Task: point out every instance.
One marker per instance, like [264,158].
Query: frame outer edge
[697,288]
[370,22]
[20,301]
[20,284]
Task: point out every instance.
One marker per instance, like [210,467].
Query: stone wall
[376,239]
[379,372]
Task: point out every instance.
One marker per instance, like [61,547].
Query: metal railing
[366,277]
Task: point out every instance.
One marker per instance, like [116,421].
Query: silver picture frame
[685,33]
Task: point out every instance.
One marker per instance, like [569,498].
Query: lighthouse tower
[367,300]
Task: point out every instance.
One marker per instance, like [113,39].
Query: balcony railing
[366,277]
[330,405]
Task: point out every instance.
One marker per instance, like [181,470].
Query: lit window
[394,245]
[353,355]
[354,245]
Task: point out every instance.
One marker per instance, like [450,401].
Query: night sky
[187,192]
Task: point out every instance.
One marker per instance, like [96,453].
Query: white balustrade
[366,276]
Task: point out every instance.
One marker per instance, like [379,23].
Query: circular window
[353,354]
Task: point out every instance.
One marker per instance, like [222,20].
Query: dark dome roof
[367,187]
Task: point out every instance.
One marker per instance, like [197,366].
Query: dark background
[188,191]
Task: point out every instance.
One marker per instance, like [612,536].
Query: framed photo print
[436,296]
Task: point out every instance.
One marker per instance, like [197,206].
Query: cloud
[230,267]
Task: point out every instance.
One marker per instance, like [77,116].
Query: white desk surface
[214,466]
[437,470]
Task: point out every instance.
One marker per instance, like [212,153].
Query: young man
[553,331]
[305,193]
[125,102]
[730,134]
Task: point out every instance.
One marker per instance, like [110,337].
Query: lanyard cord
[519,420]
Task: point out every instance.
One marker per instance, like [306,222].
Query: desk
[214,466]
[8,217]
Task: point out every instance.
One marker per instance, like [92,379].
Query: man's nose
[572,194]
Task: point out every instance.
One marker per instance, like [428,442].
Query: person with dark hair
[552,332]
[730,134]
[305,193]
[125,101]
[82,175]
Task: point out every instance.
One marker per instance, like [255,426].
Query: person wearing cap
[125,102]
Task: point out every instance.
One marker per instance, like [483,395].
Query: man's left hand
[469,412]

### Task objective
Please reproduce every line of the material word for word.

### The solution
Task: point out every instance.
One marker per instance, like [264,158].
Query: frame outer edge
[697,288]
[370,22]
[20,301]
[20,284]
Task: point out every instance.
One marker per instance, like [210,467].
Query: stone wall
[376,239]
[379,372]
Task: point out every instance.
One marker per instance, like [61,547].
Query: metal railing
[366,277]
Task: point out every instance.
One marker per instance, like [116,421].
Query: silver picture frame
[685,33]
Task: point out every instance.
One marker per instance, like [569,498].
Query: lighthouse tower
[367,300]
Task: point out every instance.
One marker per instance, like [113,39].
Query: balcony railing
[366,277]
[330,405]
Task: point out every instance.
One marker per instance, like [181,470].
Query: lit window
[394,245]
[353,355]
[354,245]
Task: point out every instance.
One marker per instance, like [450,401].
Query: night sky
[187,192]
Task: point out every instance.
One marker per instance, like [96,453].
Query: white balustrade
[366,276]
Task: point out every instance.
One marker per instance, like [379,23].
Query: circular window
[353,354]
Task: point out every instance.
One marker per instance, like [222,20].
Query: dark dome roof
[367,187]
Task: point out every instance.
One marker per instance, like [197,366].
Query: dark background
[188,191]
Task: point out every instance.
One marker per instance, like [612,536].
Query: framed photo print
[436,296]
Task: point out every instance.
One marker per instance, like [197,206].
Query: cloud
[230,267]
Task: point out every instance.
One marker per instance, like [77,116].
Query: white desk surface
[214,466]
[437,470]
Task: point out every instance.
One marker per instance, like [212,153].
Query: young man
[553,331]
[305,193]
[125,102]
[730,134]
Task: point out every instance.
One marker per instance, like [110,337].
Query: lanyard cord
[519,420]
Task: point out every instance.
One marker per instance, like [306,222].
Query: desk
[214,466]
[8,217]
Task: point out every instance.
One marker per instance, like [92,379].
Query: man's nose
[572,194]
Task: point out every instance.
One marker per instance, like [428,442].
Query: person with dark hair
[552,332]
[730,134]
[305,193]
[125,101]
[82,175]
Task: point out every instance.
One marker per instance, like [255,426].
Query: person wearing cap
[125,102]
Task: point out every instance.
One marker per instance, like [483,395].
Query: man's left hand
[469,412]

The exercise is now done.